* [SOURCE EXTRACT]
-------
The first step to creating the installer is the PKG file. I installed Bosco the usual way, using the multi-platform installer. Then, I looked through the Bosco files (using a find command) to locate all of the instances of hard coded paths. They where located in the bosco.sh, bosco_setenv, and the condor_config files. I modified those to use the environment variable HOME.

Then I used PackageMaker from the auxiliary tools for Mac package available on the Mac developer page (free registration required). In PackageMaker, I opened the Bosco directory in the home directory.

I unchecked the 'Require admin authentication' because bosco will be installed in the user's home directory. After these simple steps, I built the installer and tested, everything worked!

DMG File

A DMG is a disk image that is used for software distribution. The first step is to create the Bosco.dmg disk image using Mac's built-in Disk Utility.

After mounting the DMG, I copied the Bosco installer into the image. Then, I ran the command:

bless --folder /Volumes/Bosco --openfolder /Volumes/Bosco

This will cause the DMG to automatically open a window when mounting it.

Where to get this

The Bosco DMG makes it very easy to install Bosco on a Mac. The DMG is available on Dropbox, and will be put in production when a few more minor fixes are put in place.

Bosco.dmg

Friday, July 5, 2013

The next step for Bosco: BoscoR

With the 1.1 release of Bosco in January, the Bosco team finally had a usable product for researchers. It didn't have the best usability, but it was a solid tool to build on. When planning the next release, 1.2, we determined that we would not include many new features and instead focus on usability. With that focus, we interviewed researchers and looked around at our colleagues to see how most researchers interacted with their data on a daily basis, which was not with Condor or Bosco. Researchers used applications such as Matlab, Galaxy, or R. After investigating the options, we determined that R would be a great first application to integrate with Bosco. It is open source, has a strong community, and most importantly, it is heavily used by the researchers around us.

The Initial Steps

Our first step was to look at how people are submitting R to HTC resources now. The CHTC does a great job of submitting entire R scripts for Wisconsin researchers. There is also SubmitR from Hubzero which integrates a GUI with submission of R scripts. Both of these methods had good and bad attributes.

The CHTC method was very easy to submit complex R scripts with many package dependencies to a very large number of nodes. But the researcher had to submit only on UW machines with the proper scripts installed. Also, the researcher still had to learn at least a minimal amount of HTCondor commands to successfully run their jobs. The researcher had to leave their environment and learn another, HTCondor.
-------
* [MATERIAL PROVIDED]

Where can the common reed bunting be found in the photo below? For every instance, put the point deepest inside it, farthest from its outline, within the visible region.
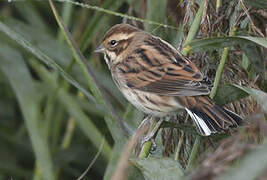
(158, 80)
-------
* [THE TASKS]
1 – According to the Bosco blog excerpt, which files contained hard-coded paths? List them.
2 – Write the next part of the blog post about Bosco and BoscoR, starting after its final sentence.
The data that appear alongside this page were taken from a separate source.

* [TASK-BY-TASK OUTPUTS]
1 – bosco.sh, bosco_setenv, condor_config

2 –
SubmitR, on the other hand, was very easy to use, with a graphical interface to upload and start jobs. SubmitR is open source, but deeply, deeply integrated with HubZero. Therefore, any submissions to SubmitR would need to be centralized to a small number of locations. Also, SubmitR had the same issue, the researcher had to leave their environment to learn another, in this case, HubZero and SubmitR.

We found that the with Bosco installed on the researcher's laptop, we could leverage that locality to create a better interface. Our next step was to look a possible packages that could submit R jobs to clusters. They are listed on the HPC page for R packages. The only package that fit our requirements, open source, released, and in CRAN was GridR.

Integrating Bosco with GridR

When first looking at the source of GridR, it can be very intimidating. It is using asynchronous assignments to variables (which I would later learn is frowned upon in the R community). It submits jobs by forking a new processes to do the submission and monitor the jobs. Is uses R on the remote side to load the functions and variables to run the processing.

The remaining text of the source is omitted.